Leia também: "Não podemos subestimar a força do carlismo e do bolsonarismo no 2º turno", diz Thays Carvalho
Que análise é possível fazer da conjuntura política brasileira a partir desses números tão expressivos e, ao mesmo tempo, tão antagônicos em propostas, projetos e perspectivas?
Definitivamente, a gente precisa radicalizar o conceito de democracia. Não dá mais para gente agir dessa forma. Democracia exige que você perceba no outro o seu semelhante. A gente precisa vencer o racismo, o patriarcado. Eu costumo falar que o racismo são racismos. Não é no singular porque são vários os racismos que manifestam violência. Seja o racismo religioso, o racismo escolar, o institucional. Então, sobre nós negros, mulheres, pobres, recai uma carga muito grande, muito expressiva e muito violenta que é o racismo. Radicalizar a democracia é isso.
Eu costumo falar que o racismo são racismos. Não é no singular porque são vários os racismos que manifestam violência
Eu acho que a gente conseguiu eleger pessoas cis, pessoas trans, eleger mulheres indígenas e negras, mas isso só aponta para o acirramento da violência se nós não tivermos um governo comprometido com essas identidades. Eu acho que a gente está em um momento muito difícil. Esse é um divisor de águas. Quem não se posiciona contra o racismo, está se posicionando a favor dele. Se a gente tem um governo que diz para que veio, como é o governo fascista como este que a gente tá vivendo, hoje, se a gente não se posicionar nessas eleições eu não sei o que vai acontecer com a gente. Eu estou, sinceramente, muito preocupada. É o aumento da violência doméstica, é o aumento do genocídio da juventude negra, é o aumento da fome e do desemprego, é o aumento – principalmente – da desesperança. As pessoas não acreditam mais que é possível viver em uma sociedade igualitária por isso que não dá mais. É preciso a gente se posicionar com seriedade, responsabilidade e coletividade.
Leia também: Eleição na Bahia aponta acertos do PT no governo e Congresso, avalia cientista político
O que é possível dizer sobre a sociedade brasileira a partir das escolhas feitas nas urnas? Nos últimos quatro anos, podemos afirmar que a população do Brasil se tornou mais reacionária? Ela sempre existiu?

* [Enunciado escrito] Devolva sem alterações a parte do trecho citado que começa em "Leia também: Eleição" e segue até "Ela sempre existiu?".

* [Linhas de dados]
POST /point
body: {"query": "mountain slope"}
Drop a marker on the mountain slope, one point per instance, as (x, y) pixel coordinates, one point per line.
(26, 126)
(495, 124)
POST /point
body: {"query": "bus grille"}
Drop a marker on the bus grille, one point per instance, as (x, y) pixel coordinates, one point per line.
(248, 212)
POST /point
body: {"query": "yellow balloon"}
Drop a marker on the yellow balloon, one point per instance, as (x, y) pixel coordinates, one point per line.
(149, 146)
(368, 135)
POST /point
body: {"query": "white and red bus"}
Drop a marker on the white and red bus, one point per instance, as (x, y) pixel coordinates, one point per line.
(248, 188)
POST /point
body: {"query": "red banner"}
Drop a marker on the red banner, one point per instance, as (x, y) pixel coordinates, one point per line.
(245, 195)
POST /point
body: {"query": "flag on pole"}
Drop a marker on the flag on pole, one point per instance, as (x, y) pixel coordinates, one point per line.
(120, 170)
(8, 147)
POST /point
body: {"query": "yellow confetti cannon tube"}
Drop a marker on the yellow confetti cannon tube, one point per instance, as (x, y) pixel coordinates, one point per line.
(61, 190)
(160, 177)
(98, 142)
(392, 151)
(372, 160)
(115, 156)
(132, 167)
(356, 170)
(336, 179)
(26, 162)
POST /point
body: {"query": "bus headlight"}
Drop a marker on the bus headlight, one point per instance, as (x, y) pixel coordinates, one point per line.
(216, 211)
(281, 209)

* [Resposta esperada]
Leia também: Eleição na Bahia aponta acertos do PT no governo e Congresso, avalia cientista político
O que é possível dizer sobre a sociedade brasileira a partir das escolhas feitas nas urnas? Nos últimos quatro anos, podemos afirmar que a população do Brasil se tornou mais reacionária? Ela sempre existiu?